[[ Source text, beginning ]]

News From the Farm | November 9, 2015

There are many threads of experience over the last few weeks that might be woven into a Beet article this morning.  Last night, the board of the US Farmers and Ranchers Alliance came to the farm for a tour and dinner. Fifty folks, mostly from the midwest, were here as part of their annual board meeting in Sacramento.  We had an afternoon walk down the county road that divides the farm and talked about our approach to farming and the reasons that our farm is designed as it is. Most of the farmers were corn and soybean growers and all were tied deeply to these two crops that dominate the midwestern landscape.

A walk is the best way to talk about the farm and about our approach to soil health, insect ecology, integrating livestock, cropping patterns, diversity, economic viability and creativity.  Our evolving farm design came from the fertile minds of four partners, great employees, and increasingly now, from the contributions of our children. Though we talked about a range of things, we shared a common love for farming. Their participation in the Alliance was clearly anchored in their deep belief in what they were doing to produce their crops and how the public has no understanding of what they do, and is actually – in their opinion – hostile to the choices and tools that they need to stay in business.

One of the first questions they posed was about genetically modified foods and why organic is hostile to the technology. The walk around the farm was our response —hopefully conveyed without hostility, illustrated in our ongoing attempts to design a farm that integrates and regenerates the underlying ecology, plant and animal health, and healthy human community.

Integrated solutions to food system sustainability need integrated study. The focus on genetics is sucking much of the research funding from the room. In the puzzle of sustainability, genetics is only a small piece, and there is much to be gained by investing in and researching integrated systems. The social outcomes from our choices of technologies and research continue to deeply impact rural places, and ultimately who owns the technologies becomes central to that outcome.

Most of the farmers in the group farmed 2,500 or so acres of corn and/or soy. This seems to be a minimum size for an economic unit. Most expressed the concern that there may be no room for their kids to come into the farm even though there was interest. High land prices driven by competition from others in the business seeking to expand, dairy farmers who needed more land upon which to spread their cow manure, or investor groups, were making it difficult to acquire the additional land to support a new family member.

[[ Source text, end ]]
[[ Study material, beginning ]]

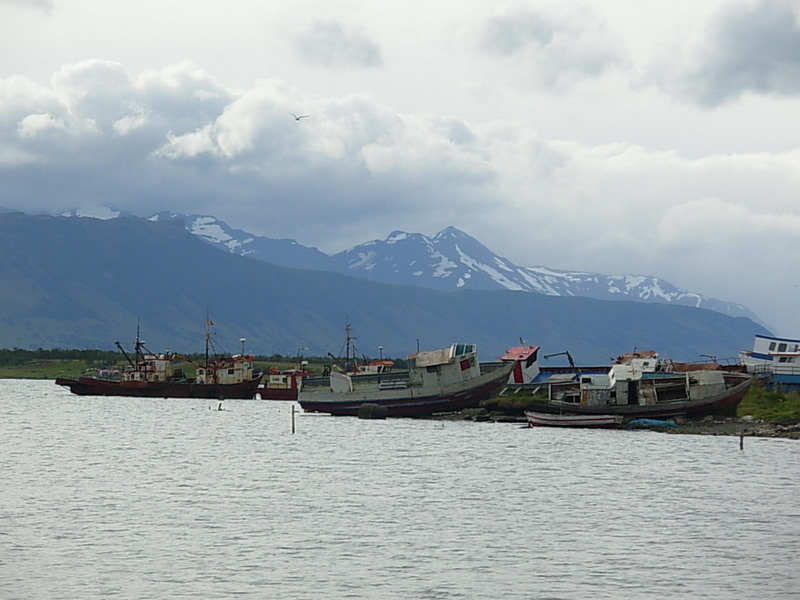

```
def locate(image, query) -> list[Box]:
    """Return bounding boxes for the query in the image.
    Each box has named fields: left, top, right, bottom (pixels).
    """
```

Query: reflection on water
left=0, top=381, right=800, bottom=600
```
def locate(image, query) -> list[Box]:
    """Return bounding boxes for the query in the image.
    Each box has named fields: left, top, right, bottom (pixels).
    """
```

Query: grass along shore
left=7, top=359, right=800, bottom=439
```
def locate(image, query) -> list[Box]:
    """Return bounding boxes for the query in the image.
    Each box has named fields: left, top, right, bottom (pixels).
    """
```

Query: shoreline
left=429, top=408, right=800, bottom=440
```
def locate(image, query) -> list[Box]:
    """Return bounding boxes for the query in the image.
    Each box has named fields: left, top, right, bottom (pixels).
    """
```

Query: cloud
left=479, top=5, right=627, bottom=89
left=666, top=0, right=800, bottom=107
left=294, top=21, right=383, bottom=68
left=0, top=61, right=800, bottom=334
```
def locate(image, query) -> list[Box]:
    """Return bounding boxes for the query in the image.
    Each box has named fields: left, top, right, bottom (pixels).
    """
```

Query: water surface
left=0, top=380, right=800, bottom=600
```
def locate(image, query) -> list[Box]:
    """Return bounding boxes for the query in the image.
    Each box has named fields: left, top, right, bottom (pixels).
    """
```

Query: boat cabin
left=739, top=335, right=800, bottom=375
left=408, top=344, right=481, bottom=387
left=195, top=354, right=255, bottom=384
left=120, top=354, right=172, bottom=381
left=500, top=346, right=539, bottom=383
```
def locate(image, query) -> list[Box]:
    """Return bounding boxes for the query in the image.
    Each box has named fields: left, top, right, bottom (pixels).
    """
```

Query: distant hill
left=145, top=212, right=763, bottom=324
left=0, top=213, right=767, bottom=364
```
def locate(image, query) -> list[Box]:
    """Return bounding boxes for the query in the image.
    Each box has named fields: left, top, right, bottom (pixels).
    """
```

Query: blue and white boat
left=739, top=334, right=800, bottom=390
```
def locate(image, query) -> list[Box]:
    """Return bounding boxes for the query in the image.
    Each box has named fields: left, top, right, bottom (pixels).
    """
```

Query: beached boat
left=739, top=335, right=800, bottom=375
left=525, top=411, right=623, bottom=429
left=257, top=322, right=394, bottom=400
left=509, top=352, right=753, bottom=420
left=299, top=344, right=514, bottom=417
left=56, top=321, right=261, bottom=400
left=739, top=335, right=800, bottom=391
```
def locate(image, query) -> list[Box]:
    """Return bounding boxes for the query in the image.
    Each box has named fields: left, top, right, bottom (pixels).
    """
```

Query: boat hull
left=525, top=412, right=623, bottom=429
left=298, top=363, right=513, bottom=417
left=56, top=377, right=259, bottom=400
left=256, top=387, right=297, bottom=401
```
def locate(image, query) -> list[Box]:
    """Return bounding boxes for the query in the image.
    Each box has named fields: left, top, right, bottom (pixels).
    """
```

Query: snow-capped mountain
left=149, top=212, right=331, bottom=271
left=64, top=209, right=763, bottom=324
left=333, top=227, right=759, bottom=321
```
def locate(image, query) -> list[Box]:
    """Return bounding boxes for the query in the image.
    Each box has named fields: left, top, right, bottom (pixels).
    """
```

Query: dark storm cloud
left=480, top=10, right=626, bottom=87
left=295, top=21, right=383, bottom=67
left=682, top=0, right=800, bottom=106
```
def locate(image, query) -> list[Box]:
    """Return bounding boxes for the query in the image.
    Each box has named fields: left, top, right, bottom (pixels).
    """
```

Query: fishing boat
left=525, top=411, right=623, bottom=429
left=56, top=321, right=261, bottom=400
left=509, top=352, right=753, bottom=420
left=298, top=344, right=514, bottom=417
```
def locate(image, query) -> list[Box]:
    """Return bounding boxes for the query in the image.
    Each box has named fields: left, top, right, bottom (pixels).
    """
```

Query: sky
left=0, top=0, right=800, bottom=337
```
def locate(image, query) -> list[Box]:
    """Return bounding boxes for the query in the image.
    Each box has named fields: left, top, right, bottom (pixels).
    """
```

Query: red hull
left=56, top=377, right=260, bottom=400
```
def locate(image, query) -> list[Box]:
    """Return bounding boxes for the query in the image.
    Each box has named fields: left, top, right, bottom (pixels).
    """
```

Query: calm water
left=0, top=381, right=800, bottom=600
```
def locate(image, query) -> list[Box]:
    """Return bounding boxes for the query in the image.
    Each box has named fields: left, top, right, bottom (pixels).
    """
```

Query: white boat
left=525, top=411, right=622, bottom=429
left=739, top=335, right=800, bottom=375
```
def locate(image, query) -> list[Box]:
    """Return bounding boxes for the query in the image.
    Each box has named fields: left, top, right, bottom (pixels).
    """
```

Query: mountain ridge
left=139, top=212, right=766, bottom=326
left=0, top=213, right=768, bottom=364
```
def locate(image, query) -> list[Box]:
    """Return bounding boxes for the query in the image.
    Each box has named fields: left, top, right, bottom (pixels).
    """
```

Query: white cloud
left=481, top=9, right=627, bottom=89
left=0, top=0, right=53, bottom=12
left=662, top=0, right=800, bottom=106
left=0, top=0, right=800, bottom=334
left=295, top=21, right=383, bottom=67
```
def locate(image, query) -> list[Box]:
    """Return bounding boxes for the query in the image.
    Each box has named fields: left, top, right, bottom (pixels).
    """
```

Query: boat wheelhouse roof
left=755, top=333, right=800, bottom=344
left=500, top=346, right=539, bottom=360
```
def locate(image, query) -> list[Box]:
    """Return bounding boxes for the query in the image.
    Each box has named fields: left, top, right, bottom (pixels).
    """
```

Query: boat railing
left=750, top=363, right=800, bottom=376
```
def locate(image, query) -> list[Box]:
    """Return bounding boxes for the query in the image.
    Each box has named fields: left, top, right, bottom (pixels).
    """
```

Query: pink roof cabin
left=500, top=346, right=539, bottom=383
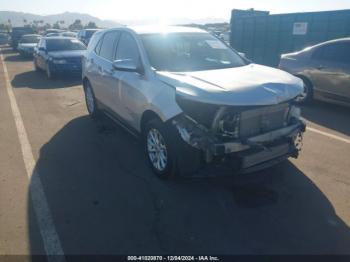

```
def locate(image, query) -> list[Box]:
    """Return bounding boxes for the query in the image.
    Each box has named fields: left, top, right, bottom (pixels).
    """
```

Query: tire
left=295, top=77, right=313, bottom=104
left=84, top=81, right=101, bottom=120
left=143, top=118, right=201, bottom=179
left=33, top=58, right=40, bottom=72
left=46, top=64, right=55, bottom=79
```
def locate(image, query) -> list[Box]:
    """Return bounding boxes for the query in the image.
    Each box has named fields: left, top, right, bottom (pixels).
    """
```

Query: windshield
left=141, top=33, right=245, bottom=72
left=46, top=39, right=86, bottom=51
left=20, top=36, right=40, bottom=44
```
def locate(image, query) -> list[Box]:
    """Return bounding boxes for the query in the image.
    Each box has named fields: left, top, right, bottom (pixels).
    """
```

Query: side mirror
left=113, top=59, right=144, bottom=74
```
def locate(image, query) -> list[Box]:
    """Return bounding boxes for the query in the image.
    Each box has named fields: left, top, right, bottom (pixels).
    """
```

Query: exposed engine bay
left=172, top=97, right=305, bottom=173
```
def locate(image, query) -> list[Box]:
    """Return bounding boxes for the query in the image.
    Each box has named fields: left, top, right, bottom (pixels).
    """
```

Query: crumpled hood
left=49, top=50, right=85, bottom=58
left=156, top=64, right=303, bottom=106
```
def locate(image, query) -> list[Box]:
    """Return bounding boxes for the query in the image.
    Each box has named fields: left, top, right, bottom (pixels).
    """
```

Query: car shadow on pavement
left=28, top=116, right=350, bottom=255
left=11, top=71, right=81, bottom=89
left=302, top=100, right=350, bottom=136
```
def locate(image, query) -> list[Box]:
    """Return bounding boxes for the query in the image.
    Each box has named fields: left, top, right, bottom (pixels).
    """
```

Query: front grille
left=239, top=103, right=289, bottom=138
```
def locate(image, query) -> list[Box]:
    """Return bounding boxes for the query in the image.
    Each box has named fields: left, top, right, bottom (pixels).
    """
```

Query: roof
left=22, top=34, right=42, bottom=37
left=127, top=25, right=206, bottom=34
left=44, top=36, right=79, bottom=41
left=101, top=25, right=206, bottom=34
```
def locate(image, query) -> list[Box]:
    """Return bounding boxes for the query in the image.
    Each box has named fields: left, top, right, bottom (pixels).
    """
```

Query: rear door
left=114, top=32, right=148, bottom=130
left=92, top=31, right=120, bottom=109
left=37, top=39, right=47, bottom=69
left=310, top=41, right=350, bottom=100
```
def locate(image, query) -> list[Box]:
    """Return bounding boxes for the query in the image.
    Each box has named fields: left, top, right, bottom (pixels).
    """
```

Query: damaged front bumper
left=172, top=115, right=306, bottom=173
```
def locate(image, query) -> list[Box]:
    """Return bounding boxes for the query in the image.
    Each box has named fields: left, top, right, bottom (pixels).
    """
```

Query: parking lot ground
left=0, top=49, right=350, bottom=254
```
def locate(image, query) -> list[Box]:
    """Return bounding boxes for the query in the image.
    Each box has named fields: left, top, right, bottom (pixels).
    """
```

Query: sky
left=0, top=0, right=350, bottom=21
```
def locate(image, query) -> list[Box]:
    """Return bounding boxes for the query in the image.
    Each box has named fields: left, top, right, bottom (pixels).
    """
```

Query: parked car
left=44, top=29, right=64, bottom=36
left=279, top=38, right=350, bottom=104
left=46, top=31, right=77, bottom=38
left=34, top=37, right=86, bottom=79
left=82, top=27, right=305, bottom=177
left=17, top=34, right=41, bottom=56
left=0, top=33, right=9, bottom=45
left=11, top=26, right=35, bottom=50
left=77, top=29, right=101, bottom=46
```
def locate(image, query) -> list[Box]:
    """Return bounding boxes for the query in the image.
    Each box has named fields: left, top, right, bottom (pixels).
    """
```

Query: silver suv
left=83, top=27, right=305, bottom=177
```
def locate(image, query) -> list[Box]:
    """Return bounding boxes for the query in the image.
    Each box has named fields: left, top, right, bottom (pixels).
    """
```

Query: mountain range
left=0, top=11, right=228, bottom=28
left=0, top=11, right=120, bottom=28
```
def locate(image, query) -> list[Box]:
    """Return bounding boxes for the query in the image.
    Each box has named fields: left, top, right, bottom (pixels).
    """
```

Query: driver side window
left=116, top=33, right=140, bottom=65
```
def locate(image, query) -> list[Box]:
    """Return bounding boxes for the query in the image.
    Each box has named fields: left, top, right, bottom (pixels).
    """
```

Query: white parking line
left=0, top=48, right=65, bottom=261
left=307, top=127, right=350, bottom=144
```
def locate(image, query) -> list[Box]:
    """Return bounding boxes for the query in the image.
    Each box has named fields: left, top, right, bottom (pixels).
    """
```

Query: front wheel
left=143, top=118, right=201, bottom=179
left=33, top=58, right=40, bottom=72
left=143, top=119, right=175, bottom=178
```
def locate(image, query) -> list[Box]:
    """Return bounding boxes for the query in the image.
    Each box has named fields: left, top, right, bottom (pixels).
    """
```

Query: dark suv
left=77, top=29, right=100, bottom=45
left=11, top=26, right=35, bottom=50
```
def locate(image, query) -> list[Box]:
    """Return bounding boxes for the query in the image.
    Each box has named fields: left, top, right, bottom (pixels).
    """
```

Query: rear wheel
left=295, top=75, right=313, bottom=104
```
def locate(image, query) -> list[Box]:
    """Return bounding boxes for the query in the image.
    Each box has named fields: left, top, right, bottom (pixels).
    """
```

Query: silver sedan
left=279, top=38, right=350, bottom=105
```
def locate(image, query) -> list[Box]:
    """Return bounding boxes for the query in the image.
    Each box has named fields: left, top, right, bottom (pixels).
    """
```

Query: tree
left=68, top=19, right=83, bottom=30
left=85, top=22, right=98, bottom=28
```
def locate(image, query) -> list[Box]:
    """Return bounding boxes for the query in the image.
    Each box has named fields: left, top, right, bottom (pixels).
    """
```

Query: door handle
left=103, top=70, right=113, bottom=75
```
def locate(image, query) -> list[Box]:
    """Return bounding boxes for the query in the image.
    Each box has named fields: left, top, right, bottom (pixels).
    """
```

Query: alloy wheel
left=147, top=128, right=168, bottom=172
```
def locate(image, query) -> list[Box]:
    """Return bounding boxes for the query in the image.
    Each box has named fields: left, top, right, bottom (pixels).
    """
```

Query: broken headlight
left=212, top=107, right=241, bottom=138
left=218, top=113, right=240, bottom=138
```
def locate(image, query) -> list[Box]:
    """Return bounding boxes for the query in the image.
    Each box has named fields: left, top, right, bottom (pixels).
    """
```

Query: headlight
left=52, top=59, right=67, bottom=64
left=288, top=105, right=301, bottom=121
left=218, top=113, right=240, bottom=138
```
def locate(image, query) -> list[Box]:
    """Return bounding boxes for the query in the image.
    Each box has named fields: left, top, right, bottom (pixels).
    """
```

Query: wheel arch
left=294, top=74, right=314, bottom=90
left=140, top=110, right=163, bottom=134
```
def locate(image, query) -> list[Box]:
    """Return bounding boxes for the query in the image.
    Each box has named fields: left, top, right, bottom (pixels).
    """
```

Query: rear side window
left=116, top=33, right=140, bottom=63
left=97, top=31, right=120, bottom=61
left=312, top=42, right=350, bottom=63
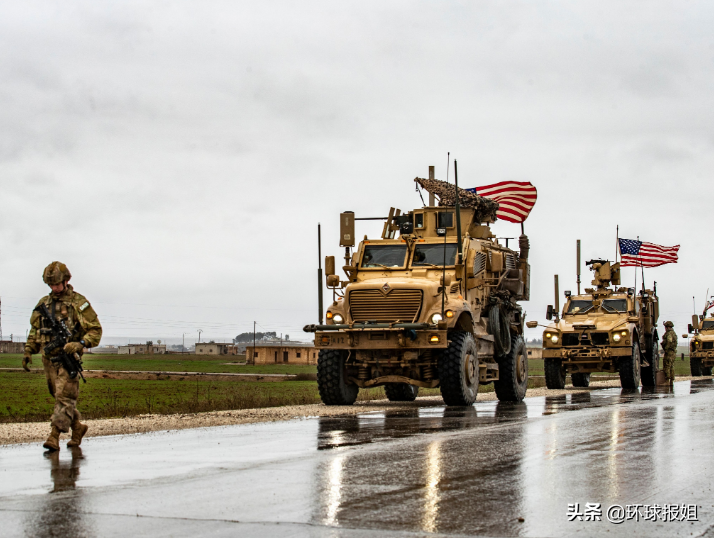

[[ Study material, end ]]

Your goal:
Answer these questions from the farm newsletter:
(a) How many people came to the farm for the US Farmers and Ranchers Alliance board visit?
(b) What topic did one of the visitors' first questions address?
(c) Roughly how many acres did most of the farmers in the group farm?

Output of the task:
(a) Fifty people came to the farm.
(b) It addressed genetically modified foods and why organic is hostile to the technology.
(c) Most farmed about 2,500 acres of corn and/or soy.